YOUR TASK: The expected response is a copy of every line in the entries below that includes the word "deck".

EXCERPTED DATA:
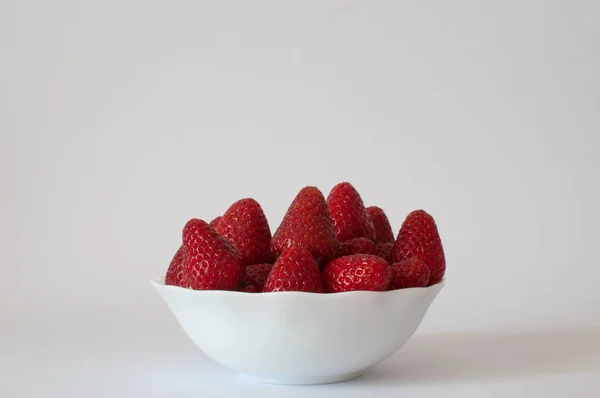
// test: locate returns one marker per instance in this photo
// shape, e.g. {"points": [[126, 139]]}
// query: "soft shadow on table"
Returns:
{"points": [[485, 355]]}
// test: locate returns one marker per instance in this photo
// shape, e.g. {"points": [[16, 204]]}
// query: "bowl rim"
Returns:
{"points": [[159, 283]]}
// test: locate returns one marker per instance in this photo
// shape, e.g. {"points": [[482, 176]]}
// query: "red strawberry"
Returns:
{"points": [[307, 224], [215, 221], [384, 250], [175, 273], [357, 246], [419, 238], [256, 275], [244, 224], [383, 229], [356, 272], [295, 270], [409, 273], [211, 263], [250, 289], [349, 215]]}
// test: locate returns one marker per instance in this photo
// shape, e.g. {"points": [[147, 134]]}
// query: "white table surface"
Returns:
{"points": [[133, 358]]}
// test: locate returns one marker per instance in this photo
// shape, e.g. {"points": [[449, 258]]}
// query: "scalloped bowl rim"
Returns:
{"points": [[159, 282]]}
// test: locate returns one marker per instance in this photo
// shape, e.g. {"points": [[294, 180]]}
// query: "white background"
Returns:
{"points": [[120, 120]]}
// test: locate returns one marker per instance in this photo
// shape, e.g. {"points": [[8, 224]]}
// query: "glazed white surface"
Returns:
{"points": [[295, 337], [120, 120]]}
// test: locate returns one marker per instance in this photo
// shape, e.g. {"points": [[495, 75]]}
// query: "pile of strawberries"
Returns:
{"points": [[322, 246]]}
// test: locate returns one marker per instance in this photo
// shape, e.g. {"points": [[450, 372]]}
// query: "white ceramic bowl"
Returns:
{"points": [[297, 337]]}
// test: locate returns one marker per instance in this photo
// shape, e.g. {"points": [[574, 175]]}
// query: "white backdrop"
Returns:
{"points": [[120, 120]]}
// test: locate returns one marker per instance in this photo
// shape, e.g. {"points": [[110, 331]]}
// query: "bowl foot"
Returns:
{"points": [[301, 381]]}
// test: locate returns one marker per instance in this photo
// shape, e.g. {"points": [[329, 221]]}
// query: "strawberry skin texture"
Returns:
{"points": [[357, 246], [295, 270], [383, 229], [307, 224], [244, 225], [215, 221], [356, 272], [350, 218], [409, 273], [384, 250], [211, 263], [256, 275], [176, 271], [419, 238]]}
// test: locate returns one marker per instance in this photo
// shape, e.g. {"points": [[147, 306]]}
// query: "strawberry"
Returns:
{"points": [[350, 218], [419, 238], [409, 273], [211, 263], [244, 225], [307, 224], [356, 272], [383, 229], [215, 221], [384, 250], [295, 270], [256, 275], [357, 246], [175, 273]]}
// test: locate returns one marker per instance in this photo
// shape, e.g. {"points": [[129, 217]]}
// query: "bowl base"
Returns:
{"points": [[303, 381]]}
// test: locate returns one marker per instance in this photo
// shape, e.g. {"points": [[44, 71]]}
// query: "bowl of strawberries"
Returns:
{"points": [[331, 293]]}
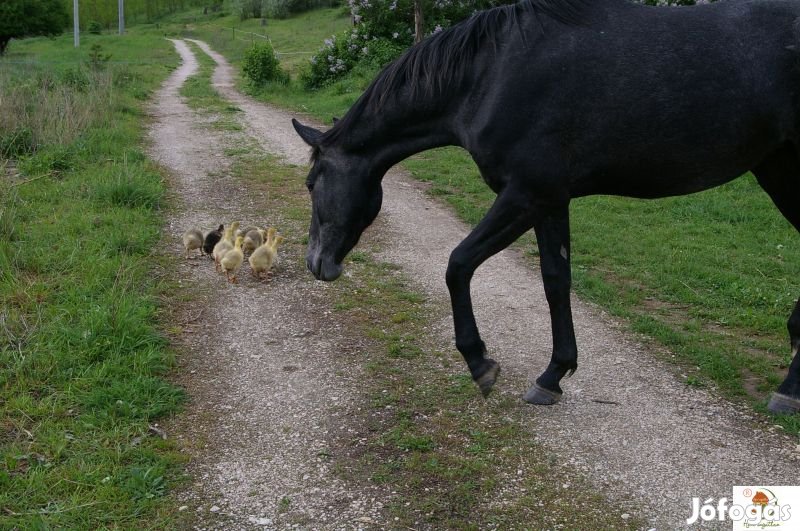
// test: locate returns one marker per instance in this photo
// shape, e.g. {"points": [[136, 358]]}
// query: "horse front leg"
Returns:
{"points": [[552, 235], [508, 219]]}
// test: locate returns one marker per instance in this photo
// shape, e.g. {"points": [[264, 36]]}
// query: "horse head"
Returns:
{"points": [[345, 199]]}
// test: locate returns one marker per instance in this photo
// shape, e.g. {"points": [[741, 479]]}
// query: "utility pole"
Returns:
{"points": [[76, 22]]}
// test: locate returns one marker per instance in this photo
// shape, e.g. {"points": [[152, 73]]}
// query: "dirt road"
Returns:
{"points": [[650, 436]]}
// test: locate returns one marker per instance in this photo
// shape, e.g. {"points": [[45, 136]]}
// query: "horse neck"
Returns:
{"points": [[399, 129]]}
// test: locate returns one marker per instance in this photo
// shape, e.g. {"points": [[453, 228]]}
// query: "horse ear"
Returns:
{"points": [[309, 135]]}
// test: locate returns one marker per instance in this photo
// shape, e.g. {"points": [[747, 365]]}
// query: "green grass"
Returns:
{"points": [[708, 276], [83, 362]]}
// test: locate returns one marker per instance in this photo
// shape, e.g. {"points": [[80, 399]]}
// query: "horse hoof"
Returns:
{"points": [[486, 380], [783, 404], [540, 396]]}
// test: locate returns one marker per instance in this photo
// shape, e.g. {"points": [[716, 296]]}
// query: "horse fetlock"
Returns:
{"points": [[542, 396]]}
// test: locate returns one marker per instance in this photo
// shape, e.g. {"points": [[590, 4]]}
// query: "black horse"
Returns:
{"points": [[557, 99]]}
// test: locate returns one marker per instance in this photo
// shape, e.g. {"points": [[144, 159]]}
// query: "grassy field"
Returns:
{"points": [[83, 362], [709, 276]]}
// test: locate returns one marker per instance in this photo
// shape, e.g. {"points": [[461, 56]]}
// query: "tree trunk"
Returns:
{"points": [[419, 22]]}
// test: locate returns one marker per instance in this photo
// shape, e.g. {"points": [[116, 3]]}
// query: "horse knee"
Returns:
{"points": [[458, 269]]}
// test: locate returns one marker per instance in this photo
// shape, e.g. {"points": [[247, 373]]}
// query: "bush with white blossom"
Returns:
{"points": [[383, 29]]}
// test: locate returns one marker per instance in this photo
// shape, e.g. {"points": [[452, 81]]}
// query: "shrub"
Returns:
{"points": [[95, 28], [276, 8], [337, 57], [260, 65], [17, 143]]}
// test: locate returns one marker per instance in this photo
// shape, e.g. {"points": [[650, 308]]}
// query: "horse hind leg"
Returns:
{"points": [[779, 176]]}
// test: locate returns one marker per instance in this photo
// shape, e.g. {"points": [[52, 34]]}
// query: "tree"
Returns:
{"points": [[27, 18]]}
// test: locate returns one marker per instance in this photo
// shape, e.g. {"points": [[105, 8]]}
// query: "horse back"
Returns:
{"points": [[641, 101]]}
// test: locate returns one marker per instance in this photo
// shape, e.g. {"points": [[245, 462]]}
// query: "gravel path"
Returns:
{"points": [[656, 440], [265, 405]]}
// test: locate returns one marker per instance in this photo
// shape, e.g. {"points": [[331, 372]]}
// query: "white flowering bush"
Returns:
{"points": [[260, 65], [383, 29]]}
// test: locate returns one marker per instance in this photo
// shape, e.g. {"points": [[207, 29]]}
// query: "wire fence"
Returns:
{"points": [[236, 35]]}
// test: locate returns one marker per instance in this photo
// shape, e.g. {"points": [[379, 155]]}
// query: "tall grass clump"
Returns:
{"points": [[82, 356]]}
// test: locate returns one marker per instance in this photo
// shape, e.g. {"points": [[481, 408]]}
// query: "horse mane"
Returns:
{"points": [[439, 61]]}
---
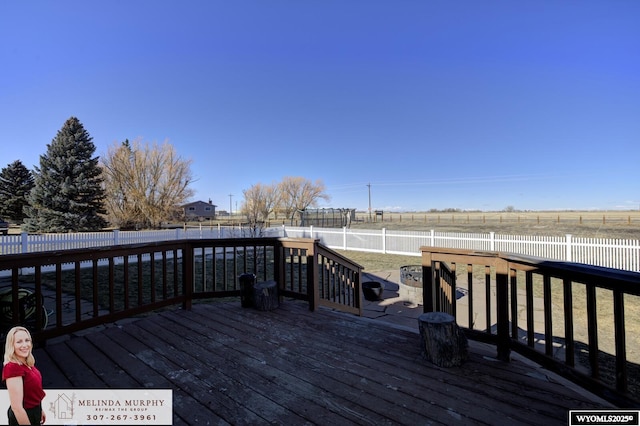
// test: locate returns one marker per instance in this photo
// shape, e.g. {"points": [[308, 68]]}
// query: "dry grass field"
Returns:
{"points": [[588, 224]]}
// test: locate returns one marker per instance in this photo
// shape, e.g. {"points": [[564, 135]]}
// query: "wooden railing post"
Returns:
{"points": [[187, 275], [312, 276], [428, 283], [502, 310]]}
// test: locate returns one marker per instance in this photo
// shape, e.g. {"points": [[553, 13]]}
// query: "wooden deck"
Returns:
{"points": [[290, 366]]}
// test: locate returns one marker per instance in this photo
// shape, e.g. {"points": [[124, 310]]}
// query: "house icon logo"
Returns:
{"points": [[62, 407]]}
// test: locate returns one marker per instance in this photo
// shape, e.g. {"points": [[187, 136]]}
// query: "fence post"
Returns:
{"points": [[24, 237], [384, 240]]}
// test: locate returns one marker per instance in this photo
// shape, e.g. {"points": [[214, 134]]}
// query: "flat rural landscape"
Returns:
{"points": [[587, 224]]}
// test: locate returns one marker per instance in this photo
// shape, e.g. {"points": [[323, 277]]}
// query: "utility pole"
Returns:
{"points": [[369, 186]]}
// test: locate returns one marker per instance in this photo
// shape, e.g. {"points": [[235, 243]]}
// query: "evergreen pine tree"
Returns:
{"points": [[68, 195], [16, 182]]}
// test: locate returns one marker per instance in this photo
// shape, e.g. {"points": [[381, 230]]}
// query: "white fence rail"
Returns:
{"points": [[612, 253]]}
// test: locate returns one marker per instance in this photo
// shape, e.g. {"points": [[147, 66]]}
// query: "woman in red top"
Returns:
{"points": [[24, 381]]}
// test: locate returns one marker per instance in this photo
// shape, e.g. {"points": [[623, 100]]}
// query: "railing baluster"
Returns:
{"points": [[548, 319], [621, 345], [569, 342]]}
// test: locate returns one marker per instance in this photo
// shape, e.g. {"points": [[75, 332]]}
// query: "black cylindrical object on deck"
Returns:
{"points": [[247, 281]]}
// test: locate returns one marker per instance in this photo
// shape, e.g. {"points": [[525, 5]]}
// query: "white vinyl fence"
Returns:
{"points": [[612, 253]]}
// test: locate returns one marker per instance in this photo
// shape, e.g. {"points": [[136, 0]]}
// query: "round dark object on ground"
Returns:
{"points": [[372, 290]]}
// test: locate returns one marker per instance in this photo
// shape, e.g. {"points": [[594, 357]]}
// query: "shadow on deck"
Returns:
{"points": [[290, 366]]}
--
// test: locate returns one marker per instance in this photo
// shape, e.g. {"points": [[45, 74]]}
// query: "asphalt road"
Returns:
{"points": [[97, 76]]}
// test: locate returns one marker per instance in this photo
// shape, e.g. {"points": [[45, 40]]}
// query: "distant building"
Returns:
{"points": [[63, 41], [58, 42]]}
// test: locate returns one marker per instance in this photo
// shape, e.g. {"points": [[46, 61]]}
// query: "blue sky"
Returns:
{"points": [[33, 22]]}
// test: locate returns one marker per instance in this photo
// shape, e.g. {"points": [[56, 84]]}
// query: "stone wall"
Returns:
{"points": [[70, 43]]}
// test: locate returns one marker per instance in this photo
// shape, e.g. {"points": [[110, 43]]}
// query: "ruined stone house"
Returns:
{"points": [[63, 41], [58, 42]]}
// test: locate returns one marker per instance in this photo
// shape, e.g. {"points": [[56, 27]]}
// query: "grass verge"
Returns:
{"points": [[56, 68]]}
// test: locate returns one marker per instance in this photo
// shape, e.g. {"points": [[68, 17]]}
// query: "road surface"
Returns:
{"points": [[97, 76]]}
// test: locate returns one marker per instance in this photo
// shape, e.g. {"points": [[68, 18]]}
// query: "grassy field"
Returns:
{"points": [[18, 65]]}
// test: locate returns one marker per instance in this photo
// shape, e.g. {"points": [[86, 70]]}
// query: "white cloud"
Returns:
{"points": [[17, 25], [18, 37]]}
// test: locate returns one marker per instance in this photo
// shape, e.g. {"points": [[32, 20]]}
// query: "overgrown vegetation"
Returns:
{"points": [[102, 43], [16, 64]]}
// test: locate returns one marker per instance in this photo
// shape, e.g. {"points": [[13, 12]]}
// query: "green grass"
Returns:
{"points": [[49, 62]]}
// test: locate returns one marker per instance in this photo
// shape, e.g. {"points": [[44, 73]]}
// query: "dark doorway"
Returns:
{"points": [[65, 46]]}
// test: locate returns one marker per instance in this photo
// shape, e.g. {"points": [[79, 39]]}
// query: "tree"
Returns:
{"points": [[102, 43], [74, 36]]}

YOUR RESPONSE:
// query: "wooden deck"
// query: "black cylindrical object on deck"
// query: "shadow on deck"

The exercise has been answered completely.